(Detection annotation data)
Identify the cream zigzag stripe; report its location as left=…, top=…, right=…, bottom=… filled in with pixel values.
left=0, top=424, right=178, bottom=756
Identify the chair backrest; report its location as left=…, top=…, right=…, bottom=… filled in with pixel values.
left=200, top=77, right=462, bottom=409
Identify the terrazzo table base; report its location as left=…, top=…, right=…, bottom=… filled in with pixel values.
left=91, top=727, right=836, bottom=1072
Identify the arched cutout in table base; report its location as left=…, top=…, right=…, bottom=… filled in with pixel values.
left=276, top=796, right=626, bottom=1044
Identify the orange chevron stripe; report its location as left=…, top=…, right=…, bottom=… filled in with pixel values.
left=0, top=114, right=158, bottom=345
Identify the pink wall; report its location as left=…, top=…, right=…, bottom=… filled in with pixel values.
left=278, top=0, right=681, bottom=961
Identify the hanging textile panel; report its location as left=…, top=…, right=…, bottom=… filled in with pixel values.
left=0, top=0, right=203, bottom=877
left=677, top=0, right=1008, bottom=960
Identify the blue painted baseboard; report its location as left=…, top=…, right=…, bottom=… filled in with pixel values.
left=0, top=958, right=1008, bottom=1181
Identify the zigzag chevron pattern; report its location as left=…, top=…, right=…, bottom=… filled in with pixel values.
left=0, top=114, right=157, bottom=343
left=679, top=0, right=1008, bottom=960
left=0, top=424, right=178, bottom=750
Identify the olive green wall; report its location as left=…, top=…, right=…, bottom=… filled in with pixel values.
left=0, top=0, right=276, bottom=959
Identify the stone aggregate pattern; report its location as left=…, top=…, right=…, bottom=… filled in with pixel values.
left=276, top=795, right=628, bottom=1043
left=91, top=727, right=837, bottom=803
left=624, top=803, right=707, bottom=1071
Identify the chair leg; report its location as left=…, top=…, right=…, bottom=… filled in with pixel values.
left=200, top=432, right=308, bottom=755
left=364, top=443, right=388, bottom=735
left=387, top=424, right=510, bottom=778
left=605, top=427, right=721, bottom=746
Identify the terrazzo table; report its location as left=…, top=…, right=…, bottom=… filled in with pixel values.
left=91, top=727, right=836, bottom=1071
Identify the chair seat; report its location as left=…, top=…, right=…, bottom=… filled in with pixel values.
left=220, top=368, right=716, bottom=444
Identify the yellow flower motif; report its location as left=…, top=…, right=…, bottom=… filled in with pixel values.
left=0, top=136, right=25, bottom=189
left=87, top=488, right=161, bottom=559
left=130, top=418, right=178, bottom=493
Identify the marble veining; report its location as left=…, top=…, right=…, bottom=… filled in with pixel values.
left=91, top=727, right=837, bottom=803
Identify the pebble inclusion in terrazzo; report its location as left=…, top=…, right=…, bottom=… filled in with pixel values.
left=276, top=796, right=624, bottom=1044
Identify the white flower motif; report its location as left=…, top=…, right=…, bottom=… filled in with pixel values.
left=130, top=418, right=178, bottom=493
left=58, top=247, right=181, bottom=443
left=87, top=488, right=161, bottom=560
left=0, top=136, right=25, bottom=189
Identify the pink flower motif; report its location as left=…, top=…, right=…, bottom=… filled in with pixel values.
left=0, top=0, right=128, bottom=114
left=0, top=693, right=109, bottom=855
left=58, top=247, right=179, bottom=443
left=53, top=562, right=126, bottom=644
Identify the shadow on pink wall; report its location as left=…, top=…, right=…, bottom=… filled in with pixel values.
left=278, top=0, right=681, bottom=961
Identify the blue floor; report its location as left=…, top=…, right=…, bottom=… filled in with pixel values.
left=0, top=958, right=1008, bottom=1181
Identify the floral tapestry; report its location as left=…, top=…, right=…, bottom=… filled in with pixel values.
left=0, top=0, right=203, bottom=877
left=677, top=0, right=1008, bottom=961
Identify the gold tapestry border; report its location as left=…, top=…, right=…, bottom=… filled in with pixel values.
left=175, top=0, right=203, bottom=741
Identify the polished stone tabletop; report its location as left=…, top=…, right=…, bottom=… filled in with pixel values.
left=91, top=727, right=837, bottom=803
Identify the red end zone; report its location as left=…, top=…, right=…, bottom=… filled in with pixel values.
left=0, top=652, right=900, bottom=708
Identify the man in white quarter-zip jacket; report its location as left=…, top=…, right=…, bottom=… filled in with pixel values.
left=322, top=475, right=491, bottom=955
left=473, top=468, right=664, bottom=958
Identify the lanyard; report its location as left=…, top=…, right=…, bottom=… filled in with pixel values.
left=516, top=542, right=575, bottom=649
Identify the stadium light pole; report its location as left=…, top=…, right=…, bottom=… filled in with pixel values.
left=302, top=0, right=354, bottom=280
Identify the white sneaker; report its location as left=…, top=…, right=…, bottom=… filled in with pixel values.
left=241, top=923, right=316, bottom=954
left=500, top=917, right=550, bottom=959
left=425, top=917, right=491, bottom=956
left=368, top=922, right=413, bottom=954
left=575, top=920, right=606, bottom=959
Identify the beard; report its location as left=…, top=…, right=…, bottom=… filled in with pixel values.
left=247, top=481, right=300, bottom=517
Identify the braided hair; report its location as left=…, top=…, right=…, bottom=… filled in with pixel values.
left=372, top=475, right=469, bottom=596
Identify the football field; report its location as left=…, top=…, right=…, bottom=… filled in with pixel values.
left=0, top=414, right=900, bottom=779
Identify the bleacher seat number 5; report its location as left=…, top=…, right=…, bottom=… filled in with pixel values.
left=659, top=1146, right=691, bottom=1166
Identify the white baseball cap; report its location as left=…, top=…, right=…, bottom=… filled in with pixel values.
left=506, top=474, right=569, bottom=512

GIVEN INSTRUCTION: Format the data above as a numbered list, leaving out any blank lines.

SOLUTION TO THE PROBLEM:
1. Identify the cream zigzag stripe; report its location as left=…, top=…, right=…, bottom=… filled in with pixel values.
2. left=0, top=424, right=178, bottom=756
3. Identify the chair backrest; report its location as left=…, top=…, right=…, bottom=… filled in with pixel values.
4. left=200, top=77, right=462, bottom=409
5. Identify the terrazzo table base; report its location as left=…, top=…, right=…, bottom=… filled in with pixel values.
6. left=91, top=727, right=836, bottom=1072
7. Identify the arched cutout in table base; report its location as left=…, top=…, right=…, bottom=… filled in with pixel values.
8. left=276, top=796, right=626, bottom=1044
9. Identify the orange chevron stripe; report its location as left=…, top=…, right=…, bottom=… filled in with pixel values.
10. left=0, top=114, right=158, bottom=345
11. Identify the pink wall; report its location as left=…, top=…, right=…, bottom=… filled in with pixel values.
12. left=278, top=0, right=681, bottom=961
13. Identify the hanging textile panel; report its location as left=…, top=…, right=…, bottom=… filled in with pixel values.
14. left=0, top=0, right=203, bottom=877
15. left=677, top=0, right=1008, bottom=960
16. Identify the blue painted baseboard; report its location as left=…, top=…, right=…, bottom=… filled in with pixel values.
17. left=0, top=958, right=1008, bottom=1181
18. Identify the zigzag chevron pattern; report its location as left=…, top=…, right=…, bottom=… filled in with pixel values.
19. left=0, top=114, right=157, bottom=343
20. left=679, top=0, right=1008, bottom=960
21. left=0, top=424, right=178, bottom=750
22. Identify the olive green wall; report its location as left=…, top=…, right=…, bottom=… filled in with pixel values.
23. left=0, top=0, right=276, bottom=959
24. Identify the stone aggregate pattern; report its location as left=…, top=…, right=…, bottom=… filled in with pixel values.
25. left=276, top=795, right=628, bottom=1043
26. left=91, top=727, right=837, bottom=803
27. left=624, top=803, right=707, bottom=1071
28. Identify the chair leg; report its location as left=…, top=…, right=…, bottom=… filled in with pixel values.
29. left=200, top=432, right=308, bottom=755
30. left=364, top=443, right=388, bottom=735
31. left=387, top=424, right=510, bottom=778
32. left=605, top=427, right=721, bottom=746
33. Identify the terrazzo table; report its location as left=…, top=…, right=…, bottom=… filled in with pixel values.
34. left=91, top=727, right=836, bottom=1071
35. Identify the chair seat; report its location as left=…, top=…, right=…, bottom=… filled in with pixel values.
36. left=220, top=368, right=716, bottom=444
37. Identify the yellow flower motif; report its location as left=…, top=…, right=…, bottom=… filled in with pixel values.
38. left=0, top=136, right=25, bottom=189
39. left=87, top=488, right=161, bottom=559
40. left=130, top=418, right=178, bottom=493
41. Identify the marble veining; report its location as left=…, top=…, right=…, bottom=… filled in with pixel values.
42. left=91, top=727, right=837, bottom=803
43. Identify the pebble inclusion in terrazzo; report its location as left=…, top=…, right=…, bottom=… filled in with pixel values.
44. left=276, top=796, right=624, bottom=1044
45. Identify the white flower motif; report its location as left=…, top=…, right=…, bottom=… filled in with pixel values.
46. left=130, top=418, right=178, bottom=493
47. left=58, top=247, right=181, bottom=443
48. left=87, top=488, right=161, bottom=560
49. left=0, top=136, right=25, bottom=189
50. Identify the pink flower motif; report its location as left=…, top=…, right=…, bottom=… filled in with pixel values.
51. left=0, top=0, right=128, bottom=114
52. left=0, top=693, right=109, bottom=855
53. left=58, top=247, right=179, bottom=443
54. left=53, top=562, right=126, bottom=644
55. Identify the shadow on pink wall; report its location as left=…, top=…, right=…, bottom=… filled in with pixel values.
56. left=278, top=0, right=681, bottom=961
57. Identify the blue floor; report its location as left=…, top=…, right=…, bottom=… filled in with pixel values.
58. left=0, top=958, right=1008, bottom=1181
59. Identify the floral tapestry; report its location as left=…, top=…, right=…, bottom=… filled in with pixel values.
60. left=0, top=0, right=203, bottom=877
61. left=677, top=0, right=1008, bottom=961
62. Identify the gold tapestry border; report its location as left=…, top=…, right=…, bottom=… filled in with pixel values.
63. left=175, top=0, right=203, bottom=741
64. Identify the polished stone tabletop; report its location as left=…, top=…, right=…, bottom=… filled in with pixel values.
65. left=91, top=727, right=837, bottom=803
66. Identify the red end zone; report its location as left=…, top=…, right=…, bottom=… filled in with pixel values.
67. left=0, top=652, right=900, bottom=708
68. Identify the man in white quarter-zip jacket; report its location as left=…, top=…, right=…, bottom=… filled in with pixel values.
69. left=322, top=475, right=491, bottom=955
70. left=473, top=468, right=664, bottom=958
71. Identify the lanyard; report its location as left=…, top=…, right=…, bottom=… filled in with pixel values.
72. left=516, top=542, right=575, bottom=649
73. Identify the stadium light pole; report its location as left=…, top=…, right=…, bottom=… filled in with pixel values.
74. left=302, top=0, right=354, bottom=280
75. Identify the white sneaker; report its location as left=…, top=…, right=…, bottom=… filled in with pixel values.
76. left=241, top=923, right=316, bottom=954
77. left=500, top=917, right=550, bottom=959
78. left=425, top=917, right=491, bottom=956
79. left=368, top=922, right=413, bottom=954
80. left=575, top=920, right=606, bottom=959
81. Identify the beard; report its location as left=…, top=…, right=…, bottom=… filled in with pixel values.
82. left=247, top=481, right=300, bottom=517
83. Identify the braided hair; report its location as left=…, top=…, right=…, bottom=… filled in with pixel values.
84. left=372, top=475, right=469, bottom=596
85. Identify the football field; report its location as left=…, top=…, right=…, bottom=… filled in with pixel values.
86. left=0, top=414, right=900, bottom=779
87. Identify the bleacher seat number 5; report its location as left=…, top=…, right=…, bottom=… filled in with pixel values.
88. left=659, top=1146, right=691, bottom=1166
89. Identify the white baseball cap; report its location as left=…, top=…, right=…, bottom=… filled in with pixel values.
90. left=506, top=474, right=569, bottom=512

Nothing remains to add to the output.